Page 2 of 2 FirstFirst 12
Results 31 to 38 of 38

Thread: lzpm 0.01 is here!

  1. #31
    Member
    Join Date
    Mar 2007
    Posts
    34
    Thanks
    0
    Thanked 0 Times in 0 Posts
    Quote Originally Posted by encode
    So, with 16 MB dictionary a single next[] needs 4X buffer size!
    With 16 MB dictionary 3x dictionary size is sufficient as 3 bytes are enough to store values < 16 MB. For practical reasons 4x is ok.
    Note sure, what you mean with "single" next[]. There is just one.

  2. #32
    The Founder encode's Avatar
    Join Date
    May 2006
    Location
    Moscow, Russia
    Posts
    3,954
    Thanks
    359
    Thanked 332 Times in 131 Posts
    Quote Originally Posted by Uwe Herklotz
    Note sure, what you mean with "single" next[]. There is just one.
    I meant that we need also head[].

  3. #33
    Programmer Bulat Ziganshin's Avatar
    Join Date
    Mar 2007
    Location
    Uzbekistan
    Posts
    4,497
    Thanks
    733
    Thanked 659 Times in 354 Posts
    encode
    ... yes, you got the idea - head[] may be arbitrary-sized, but next[] size is fixed. BT use the same idea - it uses head[], left[] and right[] where last two arrays are dict-sized, so minimum memreqs are 8x

    for each buffer position p, left[p] points to the previous buffer position with the same hash value and lexicographically lesser string and right[] - to the larger one

    so searching for best match is straightforward:

    hash = hash(p) // where p is current pointer
    match = head[hash]
    while match do
    --if( memcmp(match,p) < 0 )
    ----then match = left[match]
    ----else match = right[match]

    but updating is really smart trick. i will try to recall it

    also take notice that on each cycle step you reduce range of strings that match may point. for example, if current string is "abcd" and you compared it to the "abce" then all subsequent matches that you will check will be also less thatn "abce". otoh, if on another step you've found that this "abcd" is greater than "abb" then you may be sure that all subsequent matches you will check will be larger than "abb" - it's usual property of binary search tree. so, after checking these two matches, all matches you will check will be between "abb" and "abce"

### DATASET ENTRIES:

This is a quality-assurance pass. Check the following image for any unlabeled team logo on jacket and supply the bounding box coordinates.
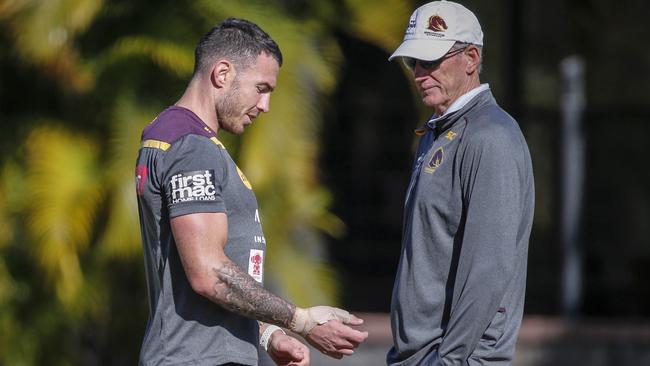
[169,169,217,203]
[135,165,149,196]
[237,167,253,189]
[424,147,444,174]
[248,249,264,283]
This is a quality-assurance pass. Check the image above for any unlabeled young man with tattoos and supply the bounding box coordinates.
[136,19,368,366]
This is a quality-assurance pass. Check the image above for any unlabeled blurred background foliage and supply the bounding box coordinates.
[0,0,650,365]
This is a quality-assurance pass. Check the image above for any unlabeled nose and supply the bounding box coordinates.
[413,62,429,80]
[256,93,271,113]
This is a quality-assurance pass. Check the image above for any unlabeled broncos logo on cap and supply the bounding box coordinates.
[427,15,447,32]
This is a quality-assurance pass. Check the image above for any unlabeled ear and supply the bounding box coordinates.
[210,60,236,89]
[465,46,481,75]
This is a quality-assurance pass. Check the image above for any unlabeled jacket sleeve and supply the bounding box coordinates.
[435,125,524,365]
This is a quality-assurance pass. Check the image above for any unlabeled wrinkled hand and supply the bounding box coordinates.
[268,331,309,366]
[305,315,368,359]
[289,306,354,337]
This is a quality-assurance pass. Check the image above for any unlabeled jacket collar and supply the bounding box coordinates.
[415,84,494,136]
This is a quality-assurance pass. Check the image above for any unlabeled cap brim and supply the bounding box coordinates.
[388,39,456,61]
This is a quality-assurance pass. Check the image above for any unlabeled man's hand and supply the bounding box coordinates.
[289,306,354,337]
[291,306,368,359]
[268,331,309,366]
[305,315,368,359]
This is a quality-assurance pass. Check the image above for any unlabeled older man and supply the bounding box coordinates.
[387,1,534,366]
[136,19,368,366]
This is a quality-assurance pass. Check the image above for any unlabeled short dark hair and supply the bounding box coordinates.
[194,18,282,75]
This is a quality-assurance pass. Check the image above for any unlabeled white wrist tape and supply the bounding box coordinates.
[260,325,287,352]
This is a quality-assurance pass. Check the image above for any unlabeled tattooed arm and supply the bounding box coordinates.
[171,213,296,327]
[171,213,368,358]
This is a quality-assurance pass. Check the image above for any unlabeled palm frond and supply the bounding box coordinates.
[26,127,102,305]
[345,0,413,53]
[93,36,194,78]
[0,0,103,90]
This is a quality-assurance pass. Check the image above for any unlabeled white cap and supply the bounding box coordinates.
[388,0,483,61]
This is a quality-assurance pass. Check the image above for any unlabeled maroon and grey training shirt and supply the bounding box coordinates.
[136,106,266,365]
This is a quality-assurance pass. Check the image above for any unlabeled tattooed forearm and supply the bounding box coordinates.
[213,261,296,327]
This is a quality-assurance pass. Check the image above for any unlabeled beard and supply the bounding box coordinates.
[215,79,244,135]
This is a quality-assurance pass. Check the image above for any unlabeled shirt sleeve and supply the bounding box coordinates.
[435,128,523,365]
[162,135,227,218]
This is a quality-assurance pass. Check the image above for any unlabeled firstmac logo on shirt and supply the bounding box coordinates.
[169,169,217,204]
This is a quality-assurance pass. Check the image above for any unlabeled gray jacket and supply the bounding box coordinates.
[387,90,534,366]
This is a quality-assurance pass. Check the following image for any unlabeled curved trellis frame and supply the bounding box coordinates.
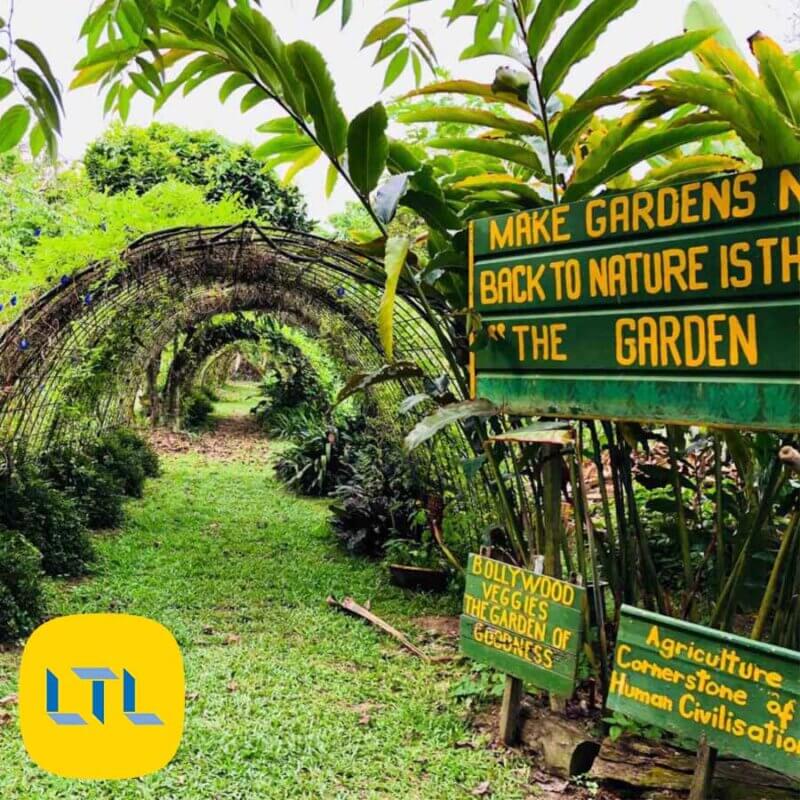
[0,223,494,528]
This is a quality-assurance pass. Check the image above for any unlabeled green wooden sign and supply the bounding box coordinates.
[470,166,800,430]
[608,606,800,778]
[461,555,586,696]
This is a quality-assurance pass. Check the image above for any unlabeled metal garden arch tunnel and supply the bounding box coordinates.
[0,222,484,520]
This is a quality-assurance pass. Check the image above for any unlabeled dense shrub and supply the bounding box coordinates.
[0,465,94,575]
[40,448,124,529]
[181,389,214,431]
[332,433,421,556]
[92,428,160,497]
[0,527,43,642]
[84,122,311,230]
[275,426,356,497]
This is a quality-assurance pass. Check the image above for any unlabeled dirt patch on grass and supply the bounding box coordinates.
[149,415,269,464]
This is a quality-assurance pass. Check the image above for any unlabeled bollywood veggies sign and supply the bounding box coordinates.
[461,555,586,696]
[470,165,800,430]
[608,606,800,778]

### WHAT TO PRODUCE:
Reproduce the part of the forum thread that opens with the words containing "Thread: lzpm 0.01" and closes with "reasons 4x is ok.", changing "dictionary" to "window" throughout.

### WRITTEN RESPONSE:
Thread: lzpm 0.01 is here!

  1. #31
    Member
    Join Date
    Mar 2007
    Posts
    34
    Thanks
    0
    Thanked 0 Times in 0 Posts
    Quote Originally Posted by encode
    So, with 16 MB window a single next[] needs 4X buffer size!
    With 16 MB window 3x window size is sufficient as 3 bytes are enough to store values < 16 MB. For practical reasons 4x is ok.